**INFORMATION SHOWN:**
•••
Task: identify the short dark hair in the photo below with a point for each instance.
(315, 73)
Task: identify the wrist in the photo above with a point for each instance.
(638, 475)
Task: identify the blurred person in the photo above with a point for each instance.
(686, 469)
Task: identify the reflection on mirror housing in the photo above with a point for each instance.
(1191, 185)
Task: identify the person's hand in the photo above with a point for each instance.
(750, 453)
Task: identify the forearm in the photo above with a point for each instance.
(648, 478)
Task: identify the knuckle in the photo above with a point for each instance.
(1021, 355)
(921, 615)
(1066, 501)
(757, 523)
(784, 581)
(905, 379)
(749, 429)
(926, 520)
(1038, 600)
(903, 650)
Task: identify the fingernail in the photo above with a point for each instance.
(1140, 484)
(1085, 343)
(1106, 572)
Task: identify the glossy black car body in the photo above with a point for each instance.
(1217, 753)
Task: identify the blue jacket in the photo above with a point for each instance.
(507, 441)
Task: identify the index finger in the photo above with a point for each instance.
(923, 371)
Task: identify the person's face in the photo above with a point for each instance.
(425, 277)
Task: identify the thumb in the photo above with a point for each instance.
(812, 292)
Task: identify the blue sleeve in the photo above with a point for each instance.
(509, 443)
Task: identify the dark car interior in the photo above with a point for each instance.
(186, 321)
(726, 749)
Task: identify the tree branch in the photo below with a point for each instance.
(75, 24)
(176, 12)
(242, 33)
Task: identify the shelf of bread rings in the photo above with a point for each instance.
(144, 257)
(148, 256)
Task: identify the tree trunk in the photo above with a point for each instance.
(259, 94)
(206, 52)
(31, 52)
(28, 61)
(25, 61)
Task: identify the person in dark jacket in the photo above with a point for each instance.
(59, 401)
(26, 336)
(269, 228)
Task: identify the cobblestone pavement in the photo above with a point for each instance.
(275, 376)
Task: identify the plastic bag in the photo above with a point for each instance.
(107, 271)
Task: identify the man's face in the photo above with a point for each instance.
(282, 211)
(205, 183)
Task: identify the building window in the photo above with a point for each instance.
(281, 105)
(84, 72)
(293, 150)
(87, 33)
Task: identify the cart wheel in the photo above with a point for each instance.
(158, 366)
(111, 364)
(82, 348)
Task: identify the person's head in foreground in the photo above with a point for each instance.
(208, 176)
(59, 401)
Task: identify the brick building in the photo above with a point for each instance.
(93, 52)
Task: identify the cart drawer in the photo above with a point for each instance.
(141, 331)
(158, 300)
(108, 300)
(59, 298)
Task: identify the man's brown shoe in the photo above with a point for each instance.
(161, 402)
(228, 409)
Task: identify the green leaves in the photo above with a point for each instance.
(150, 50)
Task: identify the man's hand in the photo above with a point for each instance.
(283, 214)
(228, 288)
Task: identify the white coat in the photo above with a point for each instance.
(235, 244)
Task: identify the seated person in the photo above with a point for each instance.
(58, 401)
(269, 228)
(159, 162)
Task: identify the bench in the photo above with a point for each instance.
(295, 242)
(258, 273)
•••
**THE EXERCISE:**
Please output the entire listing exactly as it stands.

**TASK SOLUTION:**
Task: identify the short dark hair in the photo below with a point for each instance.
(315, 73)
Task: identify the wrist in the photo above with a point for each instance.
(638, 475)
Task: identify the blurred person in the photo above with a point for each instance.
(686, 469)
Task: identify the reflection on mirror housing in the photo above with a point for each instance.
(1191, 185)
Task: identify the person's hand in the photo above with a point for each instance.
(750, 453)
Task: identify the forearm in the photo above with a point for each instance.
(648, 478)
Task: identify the knuckle in the photo above with a point for each instance.
(1021, 355)
(921, 615)
(1066, 501)
(757, 523)
(784, 581)
(905, 379)
(749, 429)
(926, 520)
(1038, 600)
(903, 650)
Task: identify the fingernail in the photo above with a point for each instance.
(1140, 484)
(1085, 343)
(1106, 572)
Task: identify the glossy black car body in the photo above with a point for each instance.
(1217, 753)
Task: identify the blue jacket in the photo above with a point for each instance.
(507, 441)
Task: identify the index finger in the photo above with a point for each instance.
(923, 371)
Task: identify the person's face in the photo above with a point for each instance.
(425, 277)
Task: identify the thumb in the photo above with a point for each instance.
(812, 292)
Task: identify the blue sleeve in the photo above with a point for each instance.
(509, 443)
Task: identify the dark car interior in the photo above with a point for each instance.
(186, 321)
(726, 749)
Task: identify the tree branch in the photo below with a point for each instance.
(75, 24)
(176, 12)
(242, 33)
Task: identify the shelf of bread rings in the photo above with a point for each instance.
(144, 257)
(148, 256)
Task: identify the tree trunk in the photo above with a point for each instance.
(259, 94)
(206, 52)
(31, 52)
(28, 61)
(25, 61)
Task: identify the person in dark jacket in the photo above with a point for each instance.
(59, 401)
(26, 336)
(269, 228)
Task: identify the cobblestone pavement in the photo above with a point for each instance.
(275, 376)
Task: identify the plastic bag in the photo above with a point for each instance.
(107, 271)
Task: identify the man's face in the photo above with a point for each instance.
(282, 211)
(205, 183)
Task: identify the building window in the photo above with a point for each instance.
(281, 105)
(84, 72)
(293, 150)
(87, 33)
Task: identify the cart wheel in the photo above with a point for each instance.
(158, 366)
(111, 364)
(82, 348)
Task: identify the person's head in foreground in the photo above with a point for each instance.
(208, 176)
(59, 401)
Task: identify the brick building in the photo above with a point for each instance.
(93, 52)
Task: identify the cart drawer in the photo above with a point for each instance.
(141, 331)
(158, 300)
(108, 300)
(59, 298)
Task: identify the man's brown shoe in the photo above with a point for each instance.
(161, 402)
(228, 409)
Task: identify the green leaves in the photo above with a point for each instance.
(150, 50)
Task: identify the man's hand in the photo above with a point for each instance.
(283, 214)
(228, 288)
Task: identify the white coat in the photo above with a point for each instance.
(235, 244)
Task: identify the seated person in the photo above with a point for each instance.
(58, 401)
(269, 228)
(159, 162)
Task: identify the bench in the photo above with a point for each instance.
(295, 242)
(258, 273)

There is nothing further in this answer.